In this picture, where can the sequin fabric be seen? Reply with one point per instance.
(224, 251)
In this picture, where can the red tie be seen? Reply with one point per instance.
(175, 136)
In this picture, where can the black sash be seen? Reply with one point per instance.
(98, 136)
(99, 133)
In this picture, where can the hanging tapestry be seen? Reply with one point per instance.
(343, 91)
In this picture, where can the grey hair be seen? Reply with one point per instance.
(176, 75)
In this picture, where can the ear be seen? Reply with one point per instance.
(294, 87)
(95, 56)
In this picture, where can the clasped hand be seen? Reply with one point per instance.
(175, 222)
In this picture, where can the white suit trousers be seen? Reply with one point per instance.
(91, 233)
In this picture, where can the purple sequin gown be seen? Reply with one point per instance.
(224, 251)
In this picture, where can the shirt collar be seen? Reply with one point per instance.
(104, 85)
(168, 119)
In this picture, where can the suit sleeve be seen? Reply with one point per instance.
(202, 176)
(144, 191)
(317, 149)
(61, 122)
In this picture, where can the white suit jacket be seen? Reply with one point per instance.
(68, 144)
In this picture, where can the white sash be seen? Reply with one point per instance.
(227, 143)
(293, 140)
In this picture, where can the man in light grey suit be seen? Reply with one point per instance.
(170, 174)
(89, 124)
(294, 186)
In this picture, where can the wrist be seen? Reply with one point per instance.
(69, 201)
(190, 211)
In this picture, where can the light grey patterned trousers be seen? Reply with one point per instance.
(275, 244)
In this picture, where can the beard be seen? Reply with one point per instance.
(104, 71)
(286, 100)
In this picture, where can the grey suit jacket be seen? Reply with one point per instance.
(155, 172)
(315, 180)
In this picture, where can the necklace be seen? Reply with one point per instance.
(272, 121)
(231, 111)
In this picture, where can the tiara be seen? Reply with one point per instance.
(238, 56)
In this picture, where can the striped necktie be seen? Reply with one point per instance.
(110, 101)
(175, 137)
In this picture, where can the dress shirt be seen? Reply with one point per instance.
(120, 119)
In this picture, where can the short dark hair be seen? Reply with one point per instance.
——————————
EXERCISE PROMPT:
Return each line of the data exactly as written above.

ANSWER TO THE PROBLEM:
In this picture, where can the sequin fabric be seen? Reply with one point per instance.
(224, 251)
In this picture, where can the red tie be seen? Reply with one point per instance.
(175, 136)
In this picture, where can the black sash be seen? Reply with one point per instance.
(98, 136)
(99, 133)
In this picture, where can the hanging tapestry be seen? Reply with one point per instance.
(343, 91)
In this picture, where can the grey hair be seen? Reply with one point per instance.
(176, 75)
In this picture, where can the ear be seen? Reply with one point per instance.
(294, 87)
(95, 56)
In this picture, where can the clasped hand be seen? Reply with one point per instance.
(175, 222)
In this picture, where can the white suit trousers be seen? Reply with one point per instance.
(91, 233)
In this picture, where can the purple sequin gown be seen? Reply with one point per instance.
(224, 251)
In this picture, where can the shirt collar be seen? Reply with one point per instance.
(104, 85)
(168, 119)
In this picture, where can the suit sleeve be seen? Reply with one point per instance.
(202, 176)
(144, 191)
(317, 149)
(61, 122)
In this picture, where can the white suit jacket be seen? Reply with one point per instance.
(68, 144)
In this picture, where can the white sash be seen? Reply with one point per instance.
(227, 143)
(293, 140)
In this picture, where can the man in light grey suit be seen? Reply with one point per instance.
(170, 174)
(89, 124)
(294, 186)
In this picture, where can the wrist be seen? Reply with one point per instance.
(69, 201)
(190, 211)
In this picture, where can the light grey patterned trousers be seen? Reply with one point per instance.
(275, 244)
In this picture, where can the beard be seen? Reply with one point per instance.
(104, 71)
(286, 100)
In this picture, where can the grey suit jacket be seen? Reply with one point per instance.
(155, 172)
(315, 180)
In this picture, where can the necklace be seen? Reply with one point per instance.
(272, 121)
(231, 111)
In this picture, where can the tiara be seen? Reply with one point per instance.
(238, 56)
In this picture, where can the striped necktie be seen? Reply with one point per instance.
(110, 101)
(175, 137)
In this picture, where can the dress shirt be seen? Reply with one point per instance.
(120, 119)
In this picture, where can the short dark hair be seen? Reply with one point per instance.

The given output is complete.